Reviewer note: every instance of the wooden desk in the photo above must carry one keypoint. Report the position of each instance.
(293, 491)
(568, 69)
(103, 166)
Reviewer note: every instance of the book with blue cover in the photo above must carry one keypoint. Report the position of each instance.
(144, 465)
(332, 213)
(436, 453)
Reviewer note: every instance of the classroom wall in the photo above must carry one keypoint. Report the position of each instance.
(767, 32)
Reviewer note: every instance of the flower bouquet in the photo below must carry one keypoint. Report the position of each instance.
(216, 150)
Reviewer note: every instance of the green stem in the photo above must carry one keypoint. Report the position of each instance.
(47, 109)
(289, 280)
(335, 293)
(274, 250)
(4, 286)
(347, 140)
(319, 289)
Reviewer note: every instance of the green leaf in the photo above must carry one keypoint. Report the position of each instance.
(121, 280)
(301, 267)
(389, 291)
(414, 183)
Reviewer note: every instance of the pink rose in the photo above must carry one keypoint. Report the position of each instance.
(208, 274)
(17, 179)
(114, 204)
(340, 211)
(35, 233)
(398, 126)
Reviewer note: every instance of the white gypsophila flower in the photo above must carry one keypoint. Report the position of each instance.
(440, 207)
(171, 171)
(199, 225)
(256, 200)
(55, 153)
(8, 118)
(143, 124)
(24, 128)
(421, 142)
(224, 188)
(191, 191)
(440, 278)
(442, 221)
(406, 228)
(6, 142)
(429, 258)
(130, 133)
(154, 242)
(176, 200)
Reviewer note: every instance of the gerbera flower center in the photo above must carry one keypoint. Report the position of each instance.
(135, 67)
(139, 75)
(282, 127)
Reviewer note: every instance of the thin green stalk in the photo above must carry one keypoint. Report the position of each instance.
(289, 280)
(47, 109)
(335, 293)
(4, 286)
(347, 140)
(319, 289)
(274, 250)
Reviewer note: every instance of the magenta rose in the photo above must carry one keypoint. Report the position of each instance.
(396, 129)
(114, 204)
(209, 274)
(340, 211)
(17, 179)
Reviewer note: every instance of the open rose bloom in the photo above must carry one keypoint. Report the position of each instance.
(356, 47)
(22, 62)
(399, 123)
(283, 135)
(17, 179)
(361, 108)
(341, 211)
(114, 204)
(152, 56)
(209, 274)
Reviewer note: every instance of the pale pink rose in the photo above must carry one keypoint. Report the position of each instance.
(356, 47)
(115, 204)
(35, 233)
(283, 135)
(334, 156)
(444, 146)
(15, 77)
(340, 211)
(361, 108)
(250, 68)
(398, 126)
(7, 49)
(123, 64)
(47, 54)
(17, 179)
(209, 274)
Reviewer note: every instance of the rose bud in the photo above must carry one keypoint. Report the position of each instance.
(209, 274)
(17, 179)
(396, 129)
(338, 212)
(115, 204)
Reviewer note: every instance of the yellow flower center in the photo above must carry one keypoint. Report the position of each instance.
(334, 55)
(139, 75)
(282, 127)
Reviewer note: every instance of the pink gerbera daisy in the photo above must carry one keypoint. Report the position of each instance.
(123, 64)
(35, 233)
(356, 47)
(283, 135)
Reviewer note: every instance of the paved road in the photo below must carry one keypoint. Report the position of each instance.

* * * * * * *

** TASK TO COMPLETE **
Copy nothing except the lines from the one with "Reviewer note: every instance of the thin" through the end of the records; keep each exactly as it appears, first and last included.

** RESPONSE TO THE EXERCISE **
Reviewer note: every instance of the thin green stalk in the photo above must carry one keypoint. Report the position of each instance.
(289, 280)
(47, 109)
(335, 293)
(4, 286)
(347, 140)
(319, 289)
(274, 250)
Reviewer note: every instance of the magenta rose in the photo above must carry one keypoint. Report the position of each instance.
(396, 129)
(114, 204)
(209, 274)
(340, 211)
(17, 179)
Reviewer note: every instance of the open rose bloom in the photo above must carry one keypoint. Report the position of each instance.
(356, 47)
(22, 62)
(399, 123)
(283, 135)
(17, 179)
(361, 108)
(341, 211)
(114, 204)
(152, 56)
(209, 274)
Reviewer note: every instance of the pale pink rose in the photo above must carry one keypoint. Report the position of each instance.
(356, 47)
(115, 204)
(35, 233)
(283, 135)
(334, 156)
(444, 146)
(15, 77)
(340, 211)
(361, 108)
(250, 68)
(398, 126)
(7, 49)
(123, 64)
(47, 54)
(17, 179)
(209, 274)
Reviewer note: every instance of the rose bud in the photo above must carry one keypoint. Report the position of each instance.
(209, 274)
(17, 179)
(396, 129)
(338, 212)
(115, 204)
Reviewer note: every instance of the yellow flower center in the photo above must carry one keypoint. Report the position of each instance.
(334, 55)
(139, 75)
(282, 127)
Reviewer note: every instance of the pink gerbera daisy in the photo above must carry one keypoint. Report the position of each instance.
(123, 64)
(35, 233)
(356, 47)
(283, 135)
Reviewer note: every instance of the paved road in the photo below must carry one keypoint. Report the position of each instance.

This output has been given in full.